* PROBLEM
Render the data from its first line through the line containing "M227 142L225 142L225" as a JSON list of strings, one string per line, with blank lines left out.

** start MATERIAL PROVIDED **

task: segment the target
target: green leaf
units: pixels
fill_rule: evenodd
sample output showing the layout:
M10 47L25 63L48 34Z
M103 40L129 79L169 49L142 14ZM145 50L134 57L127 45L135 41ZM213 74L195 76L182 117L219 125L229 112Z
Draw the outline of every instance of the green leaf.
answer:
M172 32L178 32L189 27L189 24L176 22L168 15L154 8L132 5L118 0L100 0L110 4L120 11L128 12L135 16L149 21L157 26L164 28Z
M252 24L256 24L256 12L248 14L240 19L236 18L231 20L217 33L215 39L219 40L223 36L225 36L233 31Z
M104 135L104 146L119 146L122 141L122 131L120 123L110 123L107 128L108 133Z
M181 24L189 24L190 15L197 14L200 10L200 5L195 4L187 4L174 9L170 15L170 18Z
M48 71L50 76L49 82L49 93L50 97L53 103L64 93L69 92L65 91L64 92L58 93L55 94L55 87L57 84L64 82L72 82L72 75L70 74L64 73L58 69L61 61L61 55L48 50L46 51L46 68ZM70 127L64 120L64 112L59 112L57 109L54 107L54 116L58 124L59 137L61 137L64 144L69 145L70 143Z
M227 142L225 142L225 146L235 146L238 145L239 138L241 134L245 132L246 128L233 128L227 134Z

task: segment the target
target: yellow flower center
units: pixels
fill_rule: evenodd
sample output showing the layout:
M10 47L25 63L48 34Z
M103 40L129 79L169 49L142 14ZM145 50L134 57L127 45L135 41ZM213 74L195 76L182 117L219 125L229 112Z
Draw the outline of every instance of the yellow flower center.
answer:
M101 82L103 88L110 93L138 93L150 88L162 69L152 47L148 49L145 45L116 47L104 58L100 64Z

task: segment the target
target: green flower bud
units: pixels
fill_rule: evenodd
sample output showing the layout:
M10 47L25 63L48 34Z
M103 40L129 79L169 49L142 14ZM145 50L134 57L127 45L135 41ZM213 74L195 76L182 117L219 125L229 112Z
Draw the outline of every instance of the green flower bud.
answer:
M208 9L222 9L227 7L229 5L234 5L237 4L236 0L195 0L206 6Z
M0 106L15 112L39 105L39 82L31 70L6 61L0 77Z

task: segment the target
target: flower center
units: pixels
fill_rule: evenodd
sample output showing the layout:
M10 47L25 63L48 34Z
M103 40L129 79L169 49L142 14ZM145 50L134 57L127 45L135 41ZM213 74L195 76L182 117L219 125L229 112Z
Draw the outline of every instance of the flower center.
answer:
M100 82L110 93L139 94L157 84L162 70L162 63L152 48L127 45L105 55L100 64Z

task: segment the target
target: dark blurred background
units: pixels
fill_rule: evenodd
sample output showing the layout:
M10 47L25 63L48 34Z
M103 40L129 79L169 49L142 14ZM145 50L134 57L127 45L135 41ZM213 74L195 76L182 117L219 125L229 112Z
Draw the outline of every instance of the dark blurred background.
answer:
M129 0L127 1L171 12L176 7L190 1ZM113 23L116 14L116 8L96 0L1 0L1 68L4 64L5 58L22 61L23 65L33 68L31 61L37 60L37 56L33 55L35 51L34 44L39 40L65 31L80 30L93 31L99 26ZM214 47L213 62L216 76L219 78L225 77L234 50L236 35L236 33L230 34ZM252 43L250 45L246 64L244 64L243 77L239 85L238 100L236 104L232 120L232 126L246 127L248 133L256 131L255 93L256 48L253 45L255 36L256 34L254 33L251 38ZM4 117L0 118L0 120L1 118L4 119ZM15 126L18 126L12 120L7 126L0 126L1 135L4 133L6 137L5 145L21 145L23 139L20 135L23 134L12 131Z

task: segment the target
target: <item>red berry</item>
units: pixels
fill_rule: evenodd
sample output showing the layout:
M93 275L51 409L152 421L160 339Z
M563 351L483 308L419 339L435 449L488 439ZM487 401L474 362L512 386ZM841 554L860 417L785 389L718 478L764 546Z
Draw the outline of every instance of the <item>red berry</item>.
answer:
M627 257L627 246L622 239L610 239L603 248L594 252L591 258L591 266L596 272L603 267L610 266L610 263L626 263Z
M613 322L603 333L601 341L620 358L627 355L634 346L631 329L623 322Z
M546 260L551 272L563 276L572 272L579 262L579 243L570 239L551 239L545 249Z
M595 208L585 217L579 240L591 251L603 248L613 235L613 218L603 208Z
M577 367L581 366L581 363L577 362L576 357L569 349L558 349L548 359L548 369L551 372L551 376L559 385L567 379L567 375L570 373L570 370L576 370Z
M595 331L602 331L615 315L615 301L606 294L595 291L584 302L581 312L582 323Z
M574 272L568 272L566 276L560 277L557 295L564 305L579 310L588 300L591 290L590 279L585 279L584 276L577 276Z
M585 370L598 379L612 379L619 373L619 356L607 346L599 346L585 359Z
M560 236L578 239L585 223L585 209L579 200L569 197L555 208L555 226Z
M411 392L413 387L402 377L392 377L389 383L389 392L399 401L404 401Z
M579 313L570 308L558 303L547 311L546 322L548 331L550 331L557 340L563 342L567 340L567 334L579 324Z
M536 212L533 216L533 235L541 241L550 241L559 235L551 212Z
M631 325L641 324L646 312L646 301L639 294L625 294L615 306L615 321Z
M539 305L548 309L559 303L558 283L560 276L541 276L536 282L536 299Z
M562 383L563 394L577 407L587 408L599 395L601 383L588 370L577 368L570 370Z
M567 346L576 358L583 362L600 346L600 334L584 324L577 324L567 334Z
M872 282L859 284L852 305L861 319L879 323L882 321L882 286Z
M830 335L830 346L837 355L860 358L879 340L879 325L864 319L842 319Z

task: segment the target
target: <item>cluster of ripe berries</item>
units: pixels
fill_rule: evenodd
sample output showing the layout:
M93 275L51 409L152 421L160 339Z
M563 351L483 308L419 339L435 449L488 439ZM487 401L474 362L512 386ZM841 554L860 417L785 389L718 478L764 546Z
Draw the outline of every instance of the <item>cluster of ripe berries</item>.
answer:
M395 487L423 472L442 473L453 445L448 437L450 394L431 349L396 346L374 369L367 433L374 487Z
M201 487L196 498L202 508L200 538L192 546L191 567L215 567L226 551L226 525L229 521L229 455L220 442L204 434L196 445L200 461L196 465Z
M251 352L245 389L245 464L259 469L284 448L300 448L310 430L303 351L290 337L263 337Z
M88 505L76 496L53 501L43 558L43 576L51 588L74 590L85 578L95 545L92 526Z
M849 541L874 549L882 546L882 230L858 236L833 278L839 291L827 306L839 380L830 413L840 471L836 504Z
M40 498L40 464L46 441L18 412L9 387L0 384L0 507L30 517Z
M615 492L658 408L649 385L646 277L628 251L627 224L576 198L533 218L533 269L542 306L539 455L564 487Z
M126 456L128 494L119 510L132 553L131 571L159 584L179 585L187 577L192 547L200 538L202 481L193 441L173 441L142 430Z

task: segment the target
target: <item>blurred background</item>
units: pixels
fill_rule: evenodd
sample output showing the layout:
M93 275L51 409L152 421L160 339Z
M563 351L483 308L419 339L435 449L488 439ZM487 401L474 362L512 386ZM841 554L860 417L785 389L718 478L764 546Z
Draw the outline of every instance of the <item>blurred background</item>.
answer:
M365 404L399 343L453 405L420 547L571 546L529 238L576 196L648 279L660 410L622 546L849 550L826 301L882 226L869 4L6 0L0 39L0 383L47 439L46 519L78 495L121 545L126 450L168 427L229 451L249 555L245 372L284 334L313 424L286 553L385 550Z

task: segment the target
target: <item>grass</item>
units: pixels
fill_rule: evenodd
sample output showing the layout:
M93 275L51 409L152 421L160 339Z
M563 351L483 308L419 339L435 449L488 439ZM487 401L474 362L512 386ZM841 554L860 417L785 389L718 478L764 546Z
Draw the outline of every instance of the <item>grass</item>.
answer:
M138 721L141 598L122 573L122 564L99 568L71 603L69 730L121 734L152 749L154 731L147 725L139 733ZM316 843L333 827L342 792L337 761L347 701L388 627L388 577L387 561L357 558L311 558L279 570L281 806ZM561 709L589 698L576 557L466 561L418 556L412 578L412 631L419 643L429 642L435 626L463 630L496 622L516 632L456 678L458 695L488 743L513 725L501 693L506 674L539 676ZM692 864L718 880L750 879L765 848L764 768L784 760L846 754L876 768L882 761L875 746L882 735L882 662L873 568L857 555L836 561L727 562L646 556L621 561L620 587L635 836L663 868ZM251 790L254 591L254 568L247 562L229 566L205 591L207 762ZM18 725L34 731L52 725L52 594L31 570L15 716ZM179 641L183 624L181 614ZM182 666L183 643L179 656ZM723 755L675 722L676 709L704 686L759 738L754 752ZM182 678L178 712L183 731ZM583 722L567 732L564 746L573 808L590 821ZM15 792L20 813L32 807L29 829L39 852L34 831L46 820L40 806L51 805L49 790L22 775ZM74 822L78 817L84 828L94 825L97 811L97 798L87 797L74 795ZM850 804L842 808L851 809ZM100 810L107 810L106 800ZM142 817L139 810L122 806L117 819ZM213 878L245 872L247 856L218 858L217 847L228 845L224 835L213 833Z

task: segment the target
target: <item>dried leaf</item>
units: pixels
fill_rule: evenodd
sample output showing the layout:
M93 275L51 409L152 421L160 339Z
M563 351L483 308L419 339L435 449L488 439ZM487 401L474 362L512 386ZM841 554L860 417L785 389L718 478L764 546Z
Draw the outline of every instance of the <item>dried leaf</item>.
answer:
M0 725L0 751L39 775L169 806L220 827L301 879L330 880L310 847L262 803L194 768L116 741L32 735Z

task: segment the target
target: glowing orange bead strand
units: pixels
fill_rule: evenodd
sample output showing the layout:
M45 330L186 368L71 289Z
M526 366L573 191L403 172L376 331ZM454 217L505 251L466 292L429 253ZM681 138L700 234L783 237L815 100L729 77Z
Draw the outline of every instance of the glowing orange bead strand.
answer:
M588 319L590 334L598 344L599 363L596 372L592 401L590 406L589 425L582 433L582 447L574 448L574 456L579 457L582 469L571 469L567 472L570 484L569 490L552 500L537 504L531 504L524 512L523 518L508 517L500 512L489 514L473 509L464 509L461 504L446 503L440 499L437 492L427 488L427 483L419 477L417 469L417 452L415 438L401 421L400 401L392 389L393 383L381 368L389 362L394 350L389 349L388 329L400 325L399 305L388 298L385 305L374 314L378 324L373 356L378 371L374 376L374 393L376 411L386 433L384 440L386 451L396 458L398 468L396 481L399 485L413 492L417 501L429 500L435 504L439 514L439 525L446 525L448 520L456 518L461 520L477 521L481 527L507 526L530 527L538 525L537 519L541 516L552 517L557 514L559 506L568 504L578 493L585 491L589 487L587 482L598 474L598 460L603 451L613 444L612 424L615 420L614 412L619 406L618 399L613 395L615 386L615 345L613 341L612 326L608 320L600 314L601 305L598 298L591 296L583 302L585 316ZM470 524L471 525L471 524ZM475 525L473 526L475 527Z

** end MATERIAL PROVIDED **

* PROBLEM SOLUTION
[
  "task: segment the target",
  "target: green leaf",
  "units: pixels",
  "fill_rule: evenodd",
  "sample output showing the layout:",
  "M10 47L25 63L48 34Z",
  "M103 40L129 79L169 49L142 14ZM145 50L134 57L127 45L135 41ZM213 74L195 76L182 117L219 125L229 112Z",
  "Draw the outline of every instance of the green leaf.",
  "answer:",
  "M172 32L178 32L189 27L189 24L176 22L168 15L154 8L132 5L118 0L100 0L110 4L120 11L128 12L135 16L149 21L157 26L164 28Z",
  "M252 24L256 24L256 12L248 14L240 19L236 18L231 20L217 33L215 39L219 40L223 36L225 36L233 31Z",
  "M104 135L104 146L119 146L122 141L122 131L120 123L110 123L107 128L108 133Z",
  "M181 24L189 24L190 15L197 14L200 10L200 5L195 4L187 4L174 9L170 15L170 18Z",
  "M48 71L50 76L49 82L49 93L50 97L53 103L64 93L69 92L65 91L64 92L58 93L55 94L55 87L57 84L64 82L72 82L72 75L70 74L64 73L58 69L61 61L61 55L48 50L46 51L46 68ZM70 127L64 120L64 112L59 112L57 109L54 107L54 116L58 124L59 137L61 137L64 144L69 145L70 143Z",
  "M227 142L225 142L225 146L235 146L238 145L239 138L241 134L245 132L246 128L233 128L227 134Z"
]